• **TASK DATA**:
* Start *
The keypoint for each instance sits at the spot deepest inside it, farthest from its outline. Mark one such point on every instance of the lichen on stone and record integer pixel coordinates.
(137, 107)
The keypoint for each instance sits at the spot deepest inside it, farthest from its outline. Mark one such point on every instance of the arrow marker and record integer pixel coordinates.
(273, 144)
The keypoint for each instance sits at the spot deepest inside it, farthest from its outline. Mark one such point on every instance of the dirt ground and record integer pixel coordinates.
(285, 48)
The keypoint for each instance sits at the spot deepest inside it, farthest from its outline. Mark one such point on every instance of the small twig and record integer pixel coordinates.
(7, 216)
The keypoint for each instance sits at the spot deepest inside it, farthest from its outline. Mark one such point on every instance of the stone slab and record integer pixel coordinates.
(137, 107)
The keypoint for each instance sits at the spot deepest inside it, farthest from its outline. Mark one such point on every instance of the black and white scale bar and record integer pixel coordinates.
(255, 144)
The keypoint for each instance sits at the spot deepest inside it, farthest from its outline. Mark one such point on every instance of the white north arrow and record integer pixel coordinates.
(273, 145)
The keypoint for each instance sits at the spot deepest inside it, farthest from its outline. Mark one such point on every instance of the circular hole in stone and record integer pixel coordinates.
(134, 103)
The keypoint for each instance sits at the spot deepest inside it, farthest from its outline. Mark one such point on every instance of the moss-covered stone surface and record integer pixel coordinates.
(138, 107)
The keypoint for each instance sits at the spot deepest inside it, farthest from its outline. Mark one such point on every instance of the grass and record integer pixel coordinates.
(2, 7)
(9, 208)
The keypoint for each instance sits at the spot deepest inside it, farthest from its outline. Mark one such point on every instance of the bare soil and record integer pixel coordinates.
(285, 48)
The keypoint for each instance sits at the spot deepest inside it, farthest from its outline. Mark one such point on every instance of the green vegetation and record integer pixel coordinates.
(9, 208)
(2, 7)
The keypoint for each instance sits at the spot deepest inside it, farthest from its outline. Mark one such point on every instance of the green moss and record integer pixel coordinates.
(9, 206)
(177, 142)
* End *
Starting at the line containing "soil and record integer pixel coordinates." and running through the last of the rows, write those lines out again with the requests unchanged, adding 42 to every number in the point coordinates.

The keypoint for each instance sits at the spot deepest inside it, farthest from its outline. Mark one such point on every instance of the bare soil and record integer pixel coordinates.
(327, 90)
The keypoint for each instance sits at the spot deepest inside it, farthest from its outline. Mark one such point on every instance of the green vegetation and record integer pixel coordinates.
(51, 250)
(44, 49)
The keypoint for each instance sits at the spot deepest inside it, farthest from its outline. Mark one such point on every instance of the green moss and record integer pixel coordinates.
(51, 248)
(219, 184)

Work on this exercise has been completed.